> Written instruction:
Turn every line of the items below into a Markdown table with the columns Row and Line, numbering each row and skipping blank lines. Leave the pictures out of the table.

[Source data]
════

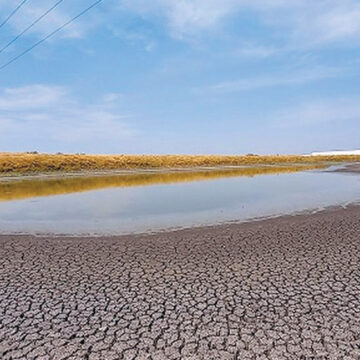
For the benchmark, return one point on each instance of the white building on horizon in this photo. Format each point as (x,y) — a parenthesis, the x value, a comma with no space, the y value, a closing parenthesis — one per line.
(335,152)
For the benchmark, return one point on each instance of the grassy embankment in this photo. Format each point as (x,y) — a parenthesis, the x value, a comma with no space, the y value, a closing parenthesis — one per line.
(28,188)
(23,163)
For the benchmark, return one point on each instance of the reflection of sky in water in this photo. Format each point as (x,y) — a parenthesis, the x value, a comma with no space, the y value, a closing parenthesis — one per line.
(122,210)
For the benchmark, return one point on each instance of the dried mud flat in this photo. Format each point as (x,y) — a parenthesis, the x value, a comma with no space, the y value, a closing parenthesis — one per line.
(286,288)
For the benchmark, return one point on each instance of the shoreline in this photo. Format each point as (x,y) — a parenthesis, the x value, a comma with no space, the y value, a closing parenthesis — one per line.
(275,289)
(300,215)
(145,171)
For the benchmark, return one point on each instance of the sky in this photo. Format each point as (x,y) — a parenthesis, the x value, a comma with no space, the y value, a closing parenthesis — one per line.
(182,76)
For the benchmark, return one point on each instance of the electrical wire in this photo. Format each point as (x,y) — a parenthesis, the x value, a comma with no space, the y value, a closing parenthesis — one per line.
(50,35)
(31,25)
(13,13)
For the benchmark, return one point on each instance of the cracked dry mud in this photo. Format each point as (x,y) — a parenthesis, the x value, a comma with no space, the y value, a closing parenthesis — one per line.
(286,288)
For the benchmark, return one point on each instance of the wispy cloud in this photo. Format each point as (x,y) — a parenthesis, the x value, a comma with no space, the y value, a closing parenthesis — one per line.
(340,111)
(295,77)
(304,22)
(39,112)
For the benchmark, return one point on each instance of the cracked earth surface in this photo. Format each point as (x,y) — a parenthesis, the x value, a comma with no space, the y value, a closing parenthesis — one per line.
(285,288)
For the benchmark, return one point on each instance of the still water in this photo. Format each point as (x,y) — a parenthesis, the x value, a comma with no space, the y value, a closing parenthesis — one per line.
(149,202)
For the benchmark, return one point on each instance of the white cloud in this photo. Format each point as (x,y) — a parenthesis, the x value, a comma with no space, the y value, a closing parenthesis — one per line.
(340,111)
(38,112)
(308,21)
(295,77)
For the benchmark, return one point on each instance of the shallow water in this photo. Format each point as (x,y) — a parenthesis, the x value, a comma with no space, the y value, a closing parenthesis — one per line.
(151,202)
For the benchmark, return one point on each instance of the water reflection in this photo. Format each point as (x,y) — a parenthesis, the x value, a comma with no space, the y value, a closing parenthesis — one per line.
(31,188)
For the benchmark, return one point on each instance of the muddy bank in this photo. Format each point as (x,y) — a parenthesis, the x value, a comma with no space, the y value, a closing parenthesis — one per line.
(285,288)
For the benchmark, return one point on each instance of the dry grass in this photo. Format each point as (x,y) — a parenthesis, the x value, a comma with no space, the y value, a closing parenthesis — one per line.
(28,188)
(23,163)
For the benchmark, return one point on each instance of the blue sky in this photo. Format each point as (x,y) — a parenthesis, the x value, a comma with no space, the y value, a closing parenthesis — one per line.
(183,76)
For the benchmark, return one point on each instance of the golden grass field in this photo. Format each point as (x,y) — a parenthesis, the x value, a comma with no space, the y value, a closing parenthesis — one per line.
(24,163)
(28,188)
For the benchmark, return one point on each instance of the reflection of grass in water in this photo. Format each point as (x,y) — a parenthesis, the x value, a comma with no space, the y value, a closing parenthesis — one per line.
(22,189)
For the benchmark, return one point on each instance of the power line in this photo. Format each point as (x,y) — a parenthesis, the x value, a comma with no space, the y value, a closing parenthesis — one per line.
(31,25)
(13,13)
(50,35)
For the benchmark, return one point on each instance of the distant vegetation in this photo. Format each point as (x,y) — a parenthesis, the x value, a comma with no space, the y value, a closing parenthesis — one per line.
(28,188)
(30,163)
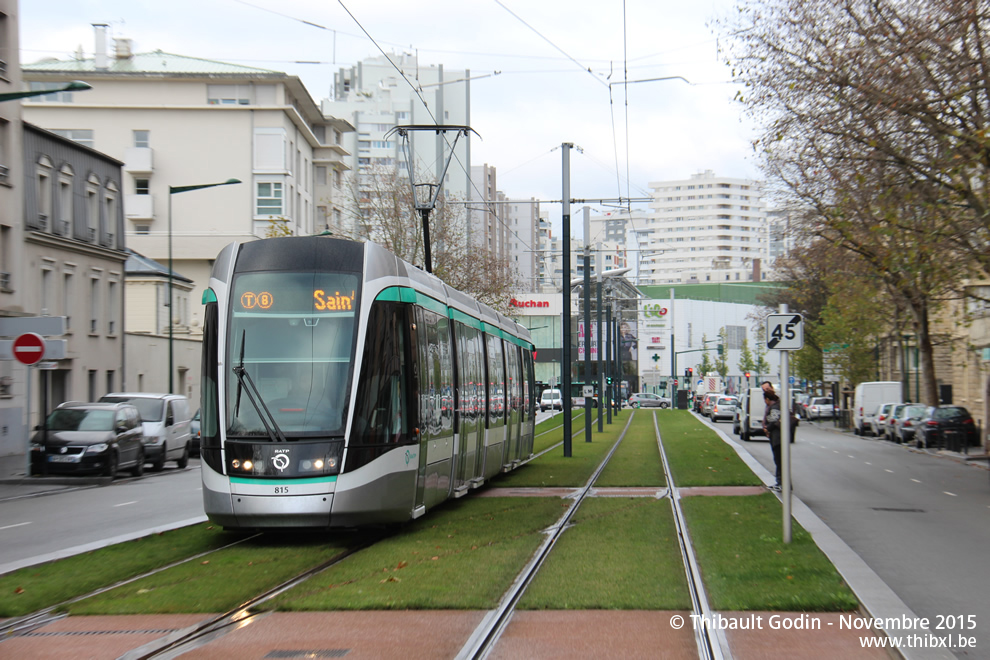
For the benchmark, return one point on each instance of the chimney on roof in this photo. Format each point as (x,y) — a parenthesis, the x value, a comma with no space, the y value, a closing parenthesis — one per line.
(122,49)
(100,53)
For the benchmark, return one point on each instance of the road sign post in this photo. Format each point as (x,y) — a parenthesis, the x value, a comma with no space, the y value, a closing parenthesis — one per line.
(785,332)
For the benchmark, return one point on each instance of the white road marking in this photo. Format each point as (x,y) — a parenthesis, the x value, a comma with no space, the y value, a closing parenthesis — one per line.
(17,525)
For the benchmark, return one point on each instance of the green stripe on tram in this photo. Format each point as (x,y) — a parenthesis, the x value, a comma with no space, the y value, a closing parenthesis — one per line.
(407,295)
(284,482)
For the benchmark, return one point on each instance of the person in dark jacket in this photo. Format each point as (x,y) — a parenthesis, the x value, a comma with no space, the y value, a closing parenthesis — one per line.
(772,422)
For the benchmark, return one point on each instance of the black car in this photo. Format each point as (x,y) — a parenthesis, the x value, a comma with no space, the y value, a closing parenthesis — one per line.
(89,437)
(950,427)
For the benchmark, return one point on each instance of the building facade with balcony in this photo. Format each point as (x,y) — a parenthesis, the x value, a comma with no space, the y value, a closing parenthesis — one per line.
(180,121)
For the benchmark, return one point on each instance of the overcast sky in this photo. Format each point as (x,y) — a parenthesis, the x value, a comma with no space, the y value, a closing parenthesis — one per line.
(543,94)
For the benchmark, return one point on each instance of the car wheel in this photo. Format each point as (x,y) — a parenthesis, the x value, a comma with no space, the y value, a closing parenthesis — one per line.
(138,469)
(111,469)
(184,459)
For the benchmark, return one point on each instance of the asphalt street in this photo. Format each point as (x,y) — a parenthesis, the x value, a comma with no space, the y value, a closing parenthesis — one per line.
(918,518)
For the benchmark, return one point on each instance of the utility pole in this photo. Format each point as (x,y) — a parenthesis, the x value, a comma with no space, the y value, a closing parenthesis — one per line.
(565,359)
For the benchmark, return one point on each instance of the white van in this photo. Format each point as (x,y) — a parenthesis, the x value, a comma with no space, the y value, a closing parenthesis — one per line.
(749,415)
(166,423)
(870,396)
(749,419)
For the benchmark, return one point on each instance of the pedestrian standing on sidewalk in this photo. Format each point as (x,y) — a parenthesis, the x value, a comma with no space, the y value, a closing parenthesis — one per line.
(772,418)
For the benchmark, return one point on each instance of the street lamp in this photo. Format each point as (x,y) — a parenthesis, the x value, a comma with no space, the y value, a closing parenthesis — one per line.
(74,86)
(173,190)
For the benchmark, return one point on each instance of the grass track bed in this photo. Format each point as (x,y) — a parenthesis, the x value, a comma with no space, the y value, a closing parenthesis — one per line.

════

> Written solution:
| Row | Line |
|---|---|
| 1 | For the benchmark, return one point on each instance of the white building on horizon in this photo. Format each point as (x,y) — a parenthesis, the x value, a comma with no space, the y value, a closing parenthesis — one per line. |
| 2 | (335,152) |
| 3 | For the benchmark, return one point on each instance of the grassy embankment in this photo. Format each point as (x,y) — a parenthesis, the x value, a comma with no space, the y value, a closing parenthesis — one per line. |
| 4 | (28,188) |
| 5 | (23,163) |
| 6 | For the benchmark, return one point on each instance of the reflection of sky in water in this photo. Format each point as (x,y) — a parenthesis, the x value, a comma with no space, the y value, a closing parenthesis — one per line. |
| 7 | (122,210) |
| 8 | For the benchmark, return one point on each instance of the dried mud flat in this photo. Format each point as (x,y) — a parenthesis, the x value, a comma with no space, the y value, a closing parenthesis — one per line. |
| 9 | (286,288) |
| 10 | For the benchmark, return one point on each instance of the shoreline in this photo. Format each point as (x,y) — a parenthesis, the x value, a comma with no space, the y value, a closing parenthesis — one per line. |
| 11 | (275,289) |
| 12 | (300,215) |
| 13 | (145,171) |
| 14 | For the benchmark, return one point on each instance of the sky in this photo. Format each point as (x,y) — a parenthesis, the x value, a comma with no space, the y value, a closing parenthesis — one per line. |
| 15 | (182,76) |
| 16 | For the benchmark, return one point on each instance of the electrical wire in this photo. Format each point as (x,y) — a parenthesis, the x value, a comma with no space, the y value, a closing parenthesis — one per line. |
| 17 | (50,35) |
| 18 | (31,25) |
| 19 | (13,13) |
| 20 | For the benchmark, return one point on each instance of the cracked dry mud in this photo. Format each point as (x,y) — a parenthesis, the x value, a comma with no space, the y value, a closing parenthesis — one per line. |
| 21 | (286,288) |
| 22 | For the benchmark, return one point on each instance of the wispy cloud in this photo. Format each point as (x,y) — a parenthesis, the x value, a comma with no space, the y value, a closing parenthesis — one per line. |
| 23 | (340,111) |
| 24 | (295,77) |
| 25 | (304,22) |
| 26 | (39,112) |
| 27 | For the benchmark, return one point on each instance of the cracked earth surface in this photo. Format each point as (x,y) — a parenthesis, the x value, a comma with no space, the y value, a closing parenthesis — one per line. |
| 28 | (285,288) |
| 29 | For the benchmark, return one point on each instance of the still water in this photo. Format each point as (x,y) — a parenthesis, the x value, a comma with no space, the y value, a closing parenthesis — one per line. |
| 30 | (149,202) |
| 31 | For the benchmark, return one point on each instance of the white cloud in this photo. Format each point as (x,y) — a parenthesis, the x value, a comma with no space, the y value, a closing parenthesis — one per line. |
| 32 | (340,111) |
| 33 | (38,112) |
| 34 | (308,21) |
| 35 | (295,77) |
| 36 | For the benchmark, return one point on each instance of the shallow water in this photo. Format each point as (x,y) — a parenthesis, the x value, a comma with no space, the y value, a closing parenthesis — one per line. |
| 37 | (151,202) |
| 38 | For the benchmark, return one point on each instance of the water reflection in this photo. Format each point as (x,y) — a parenthesis, the x value, a comma with no space, the y value, a closing parenthesis — one per line. |
| 39 | (31,188) |
| 40 | For the benchmark, return one point on each instance of the muddy bank in this photo. Format each point as (x,y) — a parenthesis, the x value, a comma with no space, the y value, a closing parenthesis — one per line. |
| 41 | (285,288) |
| 42 | For the benchmark, return one point on each instance of the dry grass in this photo. Format each point as (x,y) — a parenthesis, the x value, a comma with no space, the y value, a closing parenthesis — one per line. |
| 43 | (28,188) |
| 44 | (23,163) |
| 45 | For the benchmark, return one point on each instance of the blue sky in this photo. Format each point as (x,y) — a parenthesis, the x value, a comma with no space, the y value, a closing parenthesis — one per line. |
| 46 | (183,76) |
| 47 | For the benchmark, return one point on each instance of the golden grass field in this photo. Format each point as (x,y) — a parenthesis, the x value, a comma with no space, the y value, a closing parenthesis — one per line. |
| 48 | (24,163) |
| 49 | (28,188) |
| 50 | For the benchmark, return one point on each instance of the reflection of grass in water in this photo. Format each point as (x,y) — a parenthesis, the x value, a comma with no space, the y value, a closing parenthesis — one per line. |
| 51 | (22,189) |
| 52 | For the benchmark, return one point on each instance of the power line in this photo. Format each point as (x,y) — a parenthesis, the x value, a comma with no space, the y value, a closing parenthesis — one per line. |
| 53 | (31,25) |
| 54 | (13,13) |
| 55 | (50,35) |
| 56 | For the benchmark, return one point on each instance of the distant vegetation in this photo. Format each point as (x,y) — a parenthesis, the x value, a comma with no space, the y value, a closing parenthesis — one per line. |
| 57 | (28,188) |
| 58 | (30,163) |
| 59 | For the benchmark, return one point on each instance of the chimney on roof in this photo. Format each point as (x,y) — a parenthesis, the x value, a comma with no space, the y value, a closing parenthesis — one per line. |
| 60 | (122,49) |
| 61 | (100,53) |
| 62 | For the benchmark, return one point on each instance of the road sign post in this photo. Format each point as (x,y) — a parenthesis, the x value, a comma with no space, the y value, a closing parenthesis — one per line. |
| 63 | (785,332) |
| 64 | For the benchmark, return one point on each instance of the white road marking in this photo. Format each point as (x,y) — a parenthesis, the x value, a comma with no space, the y value, a closing parenthesis — one per line. |
| 65 | (17,525) |
| 66 | For the benchmark, return one point on each instance of the green stripe on tram in this photo. Format each point as (x,y) — a parenthesis, the x value, a comma with no space, the y value, a closing parenthesis — one per line. |
| 67 | (407,295) |
| 68 | (284,482) |
| 69 | For the benchmark, return one point on each instance of the person in dark jacket in this photo. Format each point as (x,y) — a parenthesis, the x value, a comma with no space, the y value, a closing parenthesis — one per line. |
| 70 | (772,422) |
| 71 | For the benchmark, return one point on each instance of the black car in this photo. Format each point as (x,y) — a parenthesis, the x value, a comma with no space, the y value, a closing parenthesis — one per line. |
| 72 | (89,437) |
| 73 | (950,427) |
| 74 | For the benchmark, return one point on each instance of the building facade with balcony in this photo. Format each point as (x,y) — a parenthesis, the x value, a comma with no space, the y value, a closing parenthesis — one per line. |
| 75 | (180,121) |
| 76 | For the benchmark, return one point on each instance of the overcast sky in this photo. Format each point as (x,y) — a parenthesis, the x value, a comma with no space, the y value, a closing parenthesis — one per line. |
| 77 | (543,94) |
| 78 | For the benchmark, return one point on each instance of the car wheel in this photo. Format each point as (x,y) — a parenthesis, the x value, a comma with no space, the y value, a closing parenthesis — one per line. |
| 79 | (138,469) |
| 80 | (111,469) |
| 81 | (184,459) |
| 82 | For the benchmark, return one point on each instance of the asphalt street in this photo. Format each point as (x,y) — a parenthesis, the x value, a comma with no space, the y value, a closing parenthesis — one per line. |
| 83 | (918,518) |
| 84 | For the benchmark, return one point on each instance of the utility pole in this photo. Format each point as (x,y) — a parenthesis, the x value, a comma with no space, the y value, a closing parenthesis — one per line. |
| 85 | (565,359) |
| 86 | For the benchmark, return one point on each instance of the white van in this photo. Format each point as (x,y) — a parenthesis, the x value, a comma with no space, the y value, a closing parenthesis — one per line. |
| 87 | (749,415) |
| 88 | (166,423) |
| 89 | (870,396) |
| 90 | (749,419) |
| 91 | For the benchmark, return one point on each instance of the pedestrian standing on sidewalk in this photo. Format each point as (x,y) — a parenthesis, the x value, a comma with no space, the y value, a closing parenthesis — one per line. |
| 92 | (772,418) |
| 93 | For the benchmark, return one point on each instance of the street lamp in this photo. Format each point as (x,y) — a parenthesis, the x value, a comma with no space, the y value, a closing parenthesis — one per line. |
| 94 | (74,86) |
| 95 | (173,190) |
| 96 | For the benchmark, return one point on each instance of the grass track bed in this photo. Format each point as (x,y) — a parenthesis, the x value, a comma with no space, the y value, a closing parenthesis — one per line. |